Scientific classification
- Kingdom: Plantae
- Clade: Tracheophytes
- Clade: Angiosperms
- Clade: Eudicots
- Clade: Asterids
- Order: Gentianales
- Family: Rubiaceae
- Genus: Catesbaea
- Species: C. melanocarpa
- Binomial name: Catesbaea melanocarpa Krug & Urb.

= Catesbaea melanocarpa =

- Genus: Catesbaea
- Species: melanocarpa
- Authority: Krug & Urb.
- Conservation status: LE

Species of plant

Catesbaea melanocarpa is a rare species of flowering plant in the coffee family known by the common name tropical lilythorn. It is native to five Caribbean islands: Puerto Rico, St. Croix in the United States Virgin Islands, Antigua, Barbuda, and one island in Guadeloupe. The plant is threatened by habitat loss.

This is a shrub which can reach three meters in height, its spreading branches lined with spines up to two centimeters long. Between the spines are clusters of green leaves with blades up to 2.5 centimeters long by 1.5 wide. Flowers are solitary or grow in pairs from the leaf axils. The funnel-shaped white corolla of the flower is about a centimeter long. The fruit is round and black in color.
-- -- --
_Things to do_.
[1] What common name does the passage on Catesbaea melanocarpa give for the plant?
[2] Resume the passage on Catesbaea melanocarpa from its last sentence, carrying the description forward.
The listing comes from a source unrelated to the plant passage.

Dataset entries
-- -- --
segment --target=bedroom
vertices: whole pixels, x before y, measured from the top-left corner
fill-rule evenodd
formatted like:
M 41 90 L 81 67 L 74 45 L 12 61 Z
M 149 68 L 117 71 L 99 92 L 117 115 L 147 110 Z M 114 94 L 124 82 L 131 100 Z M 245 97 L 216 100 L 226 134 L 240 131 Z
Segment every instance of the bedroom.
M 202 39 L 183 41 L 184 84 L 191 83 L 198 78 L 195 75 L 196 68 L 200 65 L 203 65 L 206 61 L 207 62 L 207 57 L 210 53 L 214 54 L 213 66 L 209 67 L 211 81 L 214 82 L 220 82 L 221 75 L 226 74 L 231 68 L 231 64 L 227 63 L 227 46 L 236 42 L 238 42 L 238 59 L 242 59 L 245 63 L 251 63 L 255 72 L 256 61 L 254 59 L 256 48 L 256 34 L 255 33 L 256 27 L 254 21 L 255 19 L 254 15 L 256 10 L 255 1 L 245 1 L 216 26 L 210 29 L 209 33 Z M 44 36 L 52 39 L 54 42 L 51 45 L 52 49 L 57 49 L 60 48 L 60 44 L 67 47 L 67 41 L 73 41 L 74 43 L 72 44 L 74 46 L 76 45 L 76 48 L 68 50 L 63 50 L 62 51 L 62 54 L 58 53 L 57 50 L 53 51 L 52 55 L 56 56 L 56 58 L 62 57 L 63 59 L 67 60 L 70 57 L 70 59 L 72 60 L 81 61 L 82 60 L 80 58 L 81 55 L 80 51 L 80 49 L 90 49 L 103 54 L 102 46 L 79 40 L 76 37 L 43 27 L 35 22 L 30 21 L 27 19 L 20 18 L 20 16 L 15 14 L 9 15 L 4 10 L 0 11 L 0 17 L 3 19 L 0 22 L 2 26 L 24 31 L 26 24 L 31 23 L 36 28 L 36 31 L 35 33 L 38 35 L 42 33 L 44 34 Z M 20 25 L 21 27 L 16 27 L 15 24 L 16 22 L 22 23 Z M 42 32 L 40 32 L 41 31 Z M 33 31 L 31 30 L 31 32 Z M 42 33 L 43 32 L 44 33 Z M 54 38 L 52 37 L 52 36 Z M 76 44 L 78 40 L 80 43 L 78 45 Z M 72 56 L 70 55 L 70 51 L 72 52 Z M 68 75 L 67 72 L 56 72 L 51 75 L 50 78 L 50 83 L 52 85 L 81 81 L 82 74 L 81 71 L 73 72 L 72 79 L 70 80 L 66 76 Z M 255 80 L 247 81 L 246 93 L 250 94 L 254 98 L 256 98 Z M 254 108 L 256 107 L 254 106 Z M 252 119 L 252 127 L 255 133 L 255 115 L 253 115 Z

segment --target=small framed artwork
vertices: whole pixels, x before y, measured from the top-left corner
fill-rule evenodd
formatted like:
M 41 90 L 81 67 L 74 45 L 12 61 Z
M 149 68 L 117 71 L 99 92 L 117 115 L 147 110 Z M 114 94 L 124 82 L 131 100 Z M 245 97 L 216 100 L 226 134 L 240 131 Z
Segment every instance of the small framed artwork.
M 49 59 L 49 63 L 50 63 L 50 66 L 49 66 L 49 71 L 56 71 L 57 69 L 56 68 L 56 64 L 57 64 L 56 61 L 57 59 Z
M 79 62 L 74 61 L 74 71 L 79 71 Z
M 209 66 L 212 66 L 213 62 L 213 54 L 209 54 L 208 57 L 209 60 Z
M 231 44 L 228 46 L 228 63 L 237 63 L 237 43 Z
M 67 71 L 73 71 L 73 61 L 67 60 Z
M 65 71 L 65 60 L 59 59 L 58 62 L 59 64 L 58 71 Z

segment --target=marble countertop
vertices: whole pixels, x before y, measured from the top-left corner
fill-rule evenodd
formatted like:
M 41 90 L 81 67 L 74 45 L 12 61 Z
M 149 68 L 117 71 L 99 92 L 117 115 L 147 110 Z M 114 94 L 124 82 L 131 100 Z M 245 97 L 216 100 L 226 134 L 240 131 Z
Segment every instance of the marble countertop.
-- -- --
_Per-task answers_.
[1] Tropical lilythorn.

[2]
This plant was first discovered on Antigua. The original specimens were kept in an herbarium in Berlin until they were destroyed in a bombing during World War II. Today the plant is reportedly rare in Antigua and its abundance and distribution in Barbuda and Guadeloupe is not well known. There is a single remaining wild specimen in highly disturbed, privately owned land in Cabo Rojo, Puerto Rico; approximately 100 plants remain on St. Croix. Its rarity in these insular areas of the United States prompted its listing as an endangered species of that country in 1999. It has a high risk of extinction because of its low numbers and the threats that still remain. The main threats are habitat destruction during development of residential areas and tourist destinations, fires, and any single severe event that could destroy large sections of the remaining populations, such as a hurricane. For example, the plant was difficult to locate after Hurricane Hugo in 1989.

In the insular areas, the plant occurs in subtropical dry forests, which are relatively dry compared to other habitat types on the islands, receiving up to 40 inches (100 centimeters) of rain yearly.